● **Instructions for the task**:
Convert the lines below into a Markdown table with the columns Row and Line, numbering each row and leaving out blank lines. Keep the pictures out of the table.

'''

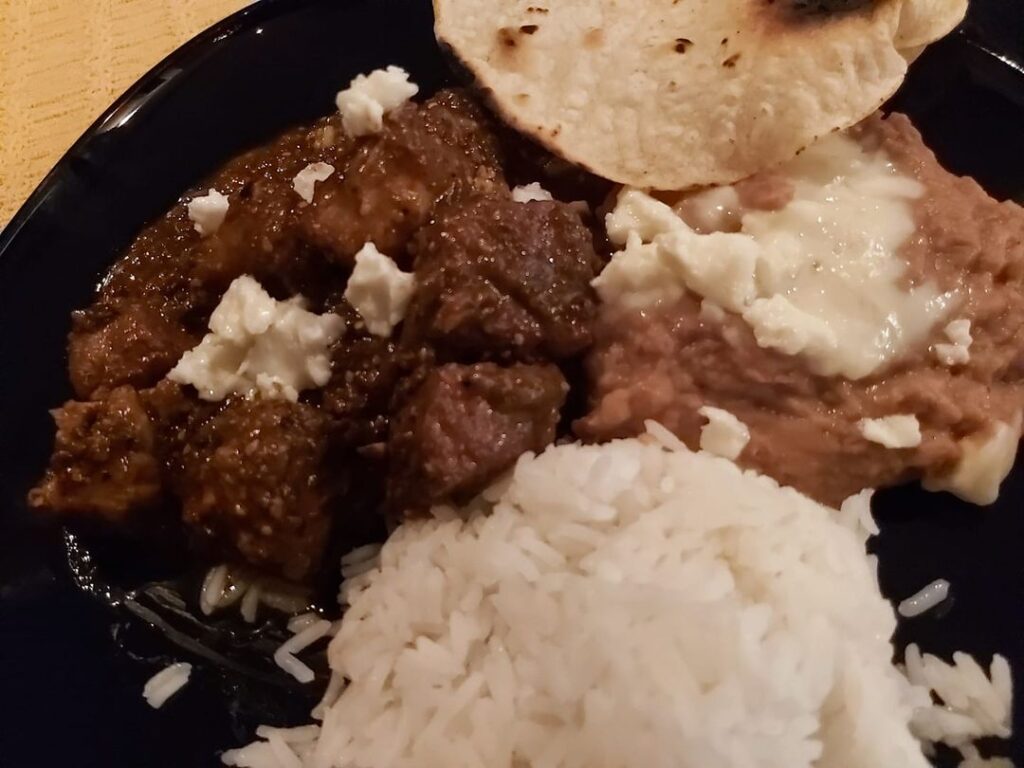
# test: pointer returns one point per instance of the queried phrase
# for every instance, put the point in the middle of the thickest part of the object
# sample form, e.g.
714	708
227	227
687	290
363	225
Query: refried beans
665	363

'''

● **Task output**:
| Row | Line |
|---|---|
| 1 | # test: pointer returns one point per instance of the queried phrase |
| 2 | # for every instance, put the point in the middle of the thickest part of the object |
| 3 | # sample form, e.g. |
| 4 | 714	708 |
| 5 | 227	227 |
| 6 | 687	290 |
| 7 | 363	225 |
| 8 | Query: refried beans |
| 9 | 665	363 |